>> Start Material for this exercise

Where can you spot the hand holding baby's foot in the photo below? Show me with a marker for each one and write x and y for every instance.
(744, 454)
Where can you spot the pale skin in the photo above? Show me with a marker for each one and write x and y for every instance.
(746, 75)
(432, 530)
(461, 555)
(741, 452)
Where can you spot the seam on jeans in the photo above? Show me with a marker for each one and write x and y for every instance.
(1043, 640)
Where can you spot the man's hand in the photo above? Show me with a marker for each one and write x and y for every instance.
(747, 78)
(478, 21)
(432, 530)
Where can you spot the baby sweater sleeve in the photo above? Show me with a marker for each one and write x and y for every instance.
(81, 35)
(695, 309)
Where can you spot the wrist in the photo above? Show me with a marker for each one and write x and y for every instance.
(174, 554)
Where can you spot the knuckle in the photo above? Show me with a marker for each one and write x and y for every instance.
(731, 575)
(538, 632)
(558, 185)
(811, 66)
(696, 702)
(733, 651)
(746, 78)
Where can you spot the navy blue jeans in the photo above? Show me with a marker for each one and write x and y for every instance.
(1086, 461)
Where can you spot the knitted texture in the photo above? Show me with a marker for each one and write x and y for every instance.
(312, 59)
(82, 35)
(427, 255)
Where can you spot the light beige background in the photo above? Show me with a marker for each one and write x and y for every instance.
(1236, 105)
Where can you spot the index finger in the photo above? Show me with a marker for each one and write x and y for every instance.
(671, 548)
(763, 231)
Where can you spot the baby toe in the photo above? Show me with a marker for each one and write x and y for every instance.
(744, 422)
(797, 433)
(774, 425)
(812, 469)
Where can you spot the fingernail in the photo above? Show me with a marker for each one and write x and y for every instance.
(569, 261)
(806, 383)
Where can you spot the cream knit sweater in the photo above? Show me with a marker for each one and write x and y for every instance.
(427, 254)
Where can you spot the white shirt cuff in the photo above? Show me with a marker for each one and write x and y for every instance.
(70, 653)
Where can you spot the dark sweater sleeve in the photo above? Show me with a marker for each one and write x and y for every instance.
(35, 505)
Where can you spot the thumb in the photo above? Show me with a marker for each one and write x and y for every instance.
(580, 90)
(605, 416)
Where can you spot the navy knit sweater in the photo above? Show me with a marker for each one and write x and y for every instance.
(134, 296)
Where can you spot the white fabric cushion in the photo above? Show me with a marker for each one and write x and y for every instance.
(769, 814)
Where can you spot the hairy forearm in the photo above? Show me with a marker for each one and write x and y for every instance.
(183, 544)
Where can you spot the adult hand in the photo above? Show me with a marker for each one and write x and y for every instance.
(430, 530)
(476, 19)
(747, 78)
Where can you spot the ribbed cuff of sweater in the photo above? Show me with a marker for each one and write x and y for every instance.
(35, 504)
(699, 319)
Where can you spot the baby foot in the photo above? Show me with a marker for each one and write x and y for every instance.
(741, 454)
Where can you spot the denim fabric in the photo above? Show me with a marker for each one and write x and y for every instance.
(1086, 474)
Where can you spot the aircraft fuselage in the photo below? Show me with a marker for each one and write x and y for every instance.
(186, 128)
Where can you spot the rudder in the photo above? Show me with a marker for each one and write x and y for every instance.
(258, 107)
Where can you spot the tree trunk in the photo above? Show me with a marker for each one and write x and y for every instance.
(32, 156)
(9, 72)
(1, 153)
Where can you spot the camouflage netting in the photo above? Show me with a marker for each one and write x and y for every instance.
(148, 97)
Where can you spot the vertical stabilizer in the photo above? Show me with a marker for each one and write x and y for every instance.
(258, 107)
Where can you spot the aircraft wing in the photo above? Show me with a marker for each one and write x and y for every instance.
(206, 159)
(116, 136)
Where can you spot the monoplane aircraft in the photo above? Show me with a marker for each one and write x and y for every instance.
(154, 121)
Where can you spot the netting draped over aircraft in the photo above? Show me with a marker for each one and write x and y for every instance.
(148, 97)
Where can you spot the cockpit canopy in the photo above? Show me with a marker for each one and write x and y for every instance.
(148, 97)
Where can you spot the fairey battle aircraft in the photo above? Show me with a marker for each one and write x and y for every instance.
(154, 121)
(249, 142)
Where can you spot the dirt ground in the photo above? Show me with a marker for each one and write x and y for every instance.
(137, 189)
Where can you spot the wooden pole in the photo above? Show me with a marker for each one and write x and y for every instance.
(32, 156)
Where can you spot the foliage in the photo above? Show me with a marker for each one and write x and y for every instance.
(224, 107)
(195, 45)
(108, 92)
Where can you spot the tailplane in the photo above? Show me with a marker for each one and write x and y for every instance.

>> End Material for this exercise

Task prompt:
Write out the complete set of records exactly as given.

Response:
Where can you spot the hand holding baby's foot in the photo below? Show me with a marker for each one and write x and y for every instance.
(744, 454)
Where can you spot the pale skin in the photo above? Show me with a marker for each one and write x and y for every instance.
(746, 75)
(432, 530)
(461, 555)
(741, 452)
Where can you spot the seam on jeans in the photo above? Show me with a marker for each one and write x and y for every instance.
(1043, 640)
Where can you spot the man's hand in the photo above? Show me with a marker for each one and write x and y for every instance.
(747, 78)
(478, 21)
(432, 530)
Where can you spot the baby sweater sleeve in the photo above? Show me with a marker for each one and write x and y for every instance.
(81, 35)
(695, 309)
Where can you spot the wrist in the photo above? Show me with a marker for each one and write x and y for every instance.
(174, 554)
Where can you spot the knuckle in the photo above? Show me with a marker for each one and write x and y for every instance.
(731, 575)
(538, 632)
(558, 185)
(811, 66)
(696, 702)
(733, 651)
(746, 78)
Where can you spot the navy blue jeans in the photo above? Show me with a marker for each one and write x and y for every instance.
(1086, 461)
Where can you spot the knitted texture in the photo above? Show me with a marker for each one and write x and y for every instance.
(312, 59)
(82, 35)
(427, 255)
Where can you spot the light beige background in the photo above? Show me with a marker for each one and write x and y for every instance.
(1236, 105)
Where can you spot the index finger in the photo above? Show me with a marker for each one and write x and y for every instance.
(671, 548)
(763, 231)
Where can you spot the baby toe in the photo above? Show me with a marker for each one and write x and y for every instance.
(744, 422)
(797, 433)
(774, 425)
(812, 469)
Where can you spot the fingernail in the photo above? Show me with a marker for each one and write x and y for every instance.
(569, 261)
(806, 383)
Where can you spot the cream knit sweater in the photo above? Show me with a marker for each one and write x and y for every instance.
(427, 254)
Where can you spot the white shirt cuff in the photo above? Show me with a marker for each one and write x and y for every instance.
(70, 653)
Where can you spot the dark sweater sleeve in the photo above? Show me with a marker for each one and write x and y for every instance.
(35, 505)
Where can you spot the thumb in the photo above? Show me with a marker for each one and write x and y for every instance.
(580, 90)
(605, 416)
Where can you spot the navy knit sweater in the photo above? Show me with a marker for each one and write x and y for every instance.
(134, 296)
Where can you spot the white fabric cushion in the photo above? Show me with a marker for each one and write x and y for every instance.
(769, 814)
Where can you spot the hairy forearm in the photo above? Show me with a marker for each one and write x and y for every instance.
(183, 544)
Where can you spot the adult hand in the photo above? Show me with a marker for each one and write x and y for every instance.
(430, 530)
(476, 19)
(747, 78)
Where can you spot the ribbed cuff of sweater in the photo above? Show me with a marker for each one and write x and y for every instance.
(35, 504)
(699, 319)
Where can you spot the baby foot in the photo above? Show me with a marker for each one and write x and y for every instance.
(741, 454)
Where can you spot the denim fabric in the photo above? Show me with a marker for each one and write x and y for every instance.
(1086, 474)
Where can you spot the aircraft fuselage in the photo below? Show me with a marker for each one and write x and y for every instance.
(186, 128)
Where can you spot the rudder in the photo above? Show me with a marker for each one and write x and y for every instance.
(258, 107)
Where can you spot the tree trunk in the photo above? Show me with a marker for each one and write x and y for every instance.
(32, 156)
(9, 72)
(1, 153)
Where can you spot the camouflage netting in the photo above? Show me with a marker for each one and write x and y for every instance.
(148, 97)
Where can you spot the vertical stabilizer in the photo above? Show me with a marker for each one and write x and y for every instance.
(258, 107)
Where can you spot the aircraft wing in the photo above? Show me with a marker for each one and write x and y for every instance.
(206, 159)
(116, 136)
Where can you spot the monoplane aircraft in the photo above? Show me with a marker for each one and write x and y for every instance.
(154, 121)
Where can you spot the netting draped over aircraft in the photo above? Show me with a marker for each one and write x and y for every instance.
(148, 97)
Where can you spot the cockpit canopy in the photo above? Show me with a marker for each one and write x and y for every instance.
(148, 97)
Where can you spot the fairey battle aircraft in the photo above? Show me with a marker for each one and write x and y for every instance.
(154, 121)
(249, 142)
Where can you spot the dirt ground in the photo above? Show me with a marker for each one and write x and y for every instance.
(137, 189)
Where can you spot the wooden pole in the photo above? Show me with a marker for each one and write x and y for every instance.
(32, 156)
Where can you spot the foliage in the photo above? Show me with a marker for each one and write x and y for every instance.
(224, 107)
(195, 45)
(108, 92)
Where can you spot the tailplane in the photo above? Show me with a marker for each one and write x and y for every instance.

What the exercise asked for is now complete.